— start of Material provided —

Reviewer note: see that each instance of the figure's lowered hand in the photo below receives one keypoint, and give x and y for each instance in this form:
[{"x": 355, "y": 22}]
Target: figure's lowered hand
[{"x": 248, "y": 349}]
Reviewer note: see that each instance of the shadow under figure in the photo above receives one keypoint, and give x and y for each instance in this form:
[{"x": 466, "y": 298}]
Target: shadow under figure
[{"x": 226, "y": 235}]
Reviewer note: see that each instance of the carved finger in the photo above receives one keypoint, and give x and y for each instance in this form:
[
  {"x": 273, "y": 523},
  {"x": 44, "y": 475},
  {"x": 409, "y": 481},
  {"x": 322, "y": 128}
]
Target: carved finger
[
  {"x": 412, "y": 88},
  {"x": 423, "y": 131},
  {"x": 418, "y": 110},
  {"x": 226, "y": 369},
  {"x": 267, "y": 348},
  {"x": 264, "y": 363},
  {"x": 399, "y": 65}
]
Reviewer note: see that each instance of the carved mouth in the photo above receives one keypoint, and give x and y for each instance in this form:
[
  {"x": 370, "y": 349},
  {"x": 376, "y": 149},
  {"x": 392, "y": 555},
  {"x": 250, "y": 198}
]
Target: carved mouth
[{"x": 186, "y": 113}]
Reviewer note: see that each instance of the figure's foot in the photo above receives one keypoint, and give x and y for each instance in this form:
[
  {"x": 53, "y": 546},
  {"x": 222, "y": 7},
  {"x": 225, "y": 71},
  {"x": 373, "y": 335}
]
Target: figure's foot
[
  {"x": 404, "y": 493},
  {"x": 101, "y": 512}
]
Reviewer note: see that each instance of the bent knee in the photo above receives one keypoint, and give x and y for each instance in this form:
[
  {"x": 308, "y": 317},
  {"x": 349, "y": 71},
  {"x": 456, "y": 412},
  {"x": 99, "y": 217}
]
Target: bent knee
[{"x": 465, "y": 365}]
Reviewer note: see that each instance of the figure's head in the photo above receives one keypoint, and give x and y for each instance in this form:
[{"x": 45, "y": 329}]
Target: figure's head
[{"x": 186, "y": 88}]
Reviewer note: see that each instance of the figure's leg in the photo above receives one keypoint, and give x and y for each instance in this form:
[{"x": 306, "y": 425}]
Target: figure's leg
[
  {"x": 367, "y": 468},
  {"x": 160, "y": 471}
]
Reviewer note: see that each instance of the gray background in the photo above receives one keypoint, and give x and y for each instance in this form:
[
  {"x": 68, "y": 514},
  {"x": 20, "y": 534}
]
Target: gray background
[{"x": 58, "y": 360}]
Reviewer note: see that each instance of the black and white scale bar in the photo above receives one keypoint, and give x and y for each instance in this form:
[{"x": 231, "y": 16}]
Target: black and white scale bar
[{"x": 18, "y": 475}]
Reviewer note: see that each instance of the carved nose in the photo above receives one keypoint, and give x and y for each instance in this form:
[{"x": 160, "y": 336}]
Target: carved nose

— end of Material provided —

#### Stated goal
Please render the lines above as a JSON list of strings, one string per line and with blank lines left out, starting with the line that contains "Reviewer note: see that each instance of the figure's leg" and going on through the end of the items.

#### Right answer
[
  "Reviewer note: see that each instance of the figure's leg in the photo above receives one keypoint, and give x and y for each instance in this form:",
  "[{\"x\": 306, \"y\": 425}]",
  "Target: figure's leg",
  "[",
  "  {\"x\": 367, \"y\": 468},",
  "  {\"x\": 160, \"y\": 471}",
  "]",
  "Reviewer note: see that each instance of the gray background in the photo above receives one keypoint, and give x and y for each instance in this form:",
  "[",
  "  {\"x\": 68, \"y\": 514},",
  "  {\"x\": 20, \"y\": 534}",
  "]",
  "Target: gray background",
  "[{\"x\": 58, \"y\": 360}]",
  "Reviewer note: see that each instance of the black and white scale bar in the photo above receives one keypoint, and give x and y for each instance in this form:",
  "[{\"x\": 231, \"y\": 16}]",
  "Target: black and white scale bar",
  "[{\"x\": 18, \"y\": 475}]",
  "Reviewer note: see that each instance of the carved nose in the photo above receives one keypoint, and give x and y for each instance in this form:",
  "[{\"x\": 160, \"y\": 336}]",
  "Target: carved nose"
]